Stored data entries
((
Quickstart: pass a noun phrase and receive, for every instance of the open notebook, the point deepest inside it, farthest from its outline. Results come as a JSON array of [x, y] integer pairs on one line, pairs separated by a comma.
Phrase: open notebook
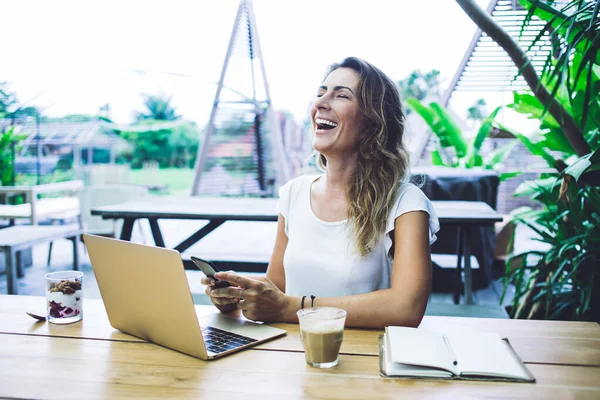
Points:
[[418, 353]]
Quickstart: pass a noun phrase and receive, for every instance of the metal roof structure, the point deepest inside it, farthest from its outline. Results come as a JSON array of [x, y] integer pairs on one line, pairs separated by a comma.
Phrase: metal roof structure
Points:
[[486, 67], [82, 134], [242, 153]]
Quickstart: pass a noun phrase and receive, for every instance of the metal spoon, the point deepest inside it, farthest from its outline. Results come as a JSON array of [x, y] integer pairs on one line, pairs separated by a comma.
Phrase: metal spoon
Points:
[[35, 316]]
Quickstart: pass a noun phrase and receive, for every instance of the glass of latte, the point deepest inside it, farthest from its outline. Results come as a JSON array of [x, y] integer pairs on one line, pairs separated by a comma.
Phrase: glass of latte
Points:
[[322, 332]]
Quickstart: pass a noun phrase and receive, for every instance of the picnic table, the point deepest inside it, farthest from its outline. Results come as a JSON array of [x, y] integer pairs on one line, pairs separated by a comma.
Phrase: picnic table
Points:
[[463, 214], [564, 357]]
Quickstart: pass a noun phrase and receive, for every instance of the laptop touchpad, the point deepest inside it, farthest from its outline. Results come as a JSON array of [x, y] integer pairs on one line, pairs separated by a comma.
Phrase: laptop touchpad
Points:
[[240, 326]]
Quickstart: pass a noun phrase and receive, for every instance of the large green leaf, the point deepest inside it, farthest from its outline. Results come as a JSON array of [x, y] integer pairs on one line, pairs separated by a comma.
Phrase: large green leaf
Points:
[[530, 188], [572, 30], [555, 140], [579, 167], [528, 104]]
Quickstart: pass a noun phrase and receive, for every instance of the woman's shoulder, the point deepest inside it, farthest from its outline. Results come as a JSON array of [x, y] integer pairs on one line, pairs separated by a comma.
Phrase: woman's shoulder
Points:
[[409, 192], [409, 197], [298, 182]]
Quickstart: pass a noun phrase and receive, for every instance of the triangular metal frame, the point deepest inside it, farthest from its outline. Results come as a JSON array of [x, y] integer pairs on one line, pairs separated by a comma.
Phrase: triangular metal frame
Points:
[[244, 8]]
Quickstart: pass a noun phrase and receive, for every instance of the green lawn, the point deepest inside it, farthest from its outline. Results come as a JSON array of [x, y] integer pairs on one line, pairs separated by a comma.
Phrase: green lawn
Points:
[[178, 181]]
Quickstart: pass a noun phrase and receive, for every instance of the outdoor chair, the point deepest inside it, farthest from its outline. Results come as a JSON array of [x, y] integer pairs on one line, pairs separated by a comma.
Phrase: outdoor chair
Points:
[[104, 195]]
))
**Problem statement:** In the copy, include every line of the entries above exactly and none of the pictures.

**The answer:**
Quickstart: pass a noun phrase and receive, for every instance of the open notebook, the point deepest inside it, farthest from its outline. Results come as a JSON array of [x, y] integer pairs on one line, pairs separated by a comma.
Phrase: open notebook
Points:
[[418, 353]]
Quickstart: pass a noun phrase and receive, for every instance of the metal roof structure, the point deepest inside it, farthest from its outline. Results come as a JSON array of [x, y] integer pairs on one line, pairs separated by a comma.
Phrase: metal roof structure
Points:
[[486, 67], [82, 134], [242, 153]]
Quickstart: pass a noun phrase and receive, for every instance of the metal spoon, the point deepest inside it, farthest from its outline. Results come as a JSON array of [x, y] integer pairs on one line, pairs separated by a comma.
Phrase: metal spoon
Points:
[[35, 316]]
Quickstart: pass a noun phrase and receive, for every instance of the glass of latte, the point deepest inside it, farthest from its outline. Results come as a JSON array of [x, y] integer pairs on one line, pairs separated by a comma.
Phrase: glass of latte
Points:
[[322, 332]]
Quickstart: pass a noun phrase and receive, for every instance of the picnic table, the point deepest inside it, farthest from its outline. Results come as a JSON array of [x, y] integer pairs on one line, pairs separated by a comma.
Phrase: picnic table
Points:
[[463, 214], [564, 357]]
Quickstart: pass a noun phrase and receive, for every instance of the laptop touchpad, the point deepest inside it, farthest from its outline. Results come as a JSON array of [x, y] integer pairs on one line, pairs separated by a comma.
Phrase: laptop touchpad
Points:
[[240, 326]]
Quickstart: pass a noun phrase and receive, for every instance of the large green leaf, the point deepest inside it, farthest from its outline. Results come as a JSON array of [x, y] integer pairs on one line, pairs separated by a comma.
Phrase: large green leaf
Points:
[[530, 188], [572, 30], [555, 140], [579, 167], [528, 104]]
Quickstart: pass a noun phrase and receive, for every instance of the woman's shoulder, the point deepest inside it, farthest from its outline. Results come as a JSON array of [x, y] integer pairs on one line, pairs separated by a comma.
Phrase: woman's shoulder
Points:
[[409, 192], [409, 197], [298, 182]]
Quickstart: pass a noun phrase and receive, for every instance of the triangular metal frame, the point deepest inside it, farthest from its outline. Results come as a JSON array of [x, y] integer pairs on one line, pairs separated by a comma.
Phrase: triangular metal frame
Points:
[[244, 8]]
Quickstart: pass a noun phrase and receive, for every instance of the green lawn, the point deepest inside it, farthest from its outline. Results come as a JSON array of [x, y] integer pairs on one line, pairs separated by a comma.
Phrase: green lawn
Points:
[[178, 181]]
Quickstart: pass a noun phrase and receive, for every instance of the outdoor chair, the point deepest inside it, farthest from its outline. Results come as a JSON array of [x, y] integer pairs on one line, pairs separated by a comma.
Phrase: outdoor chair
Points:
[[104, 195]]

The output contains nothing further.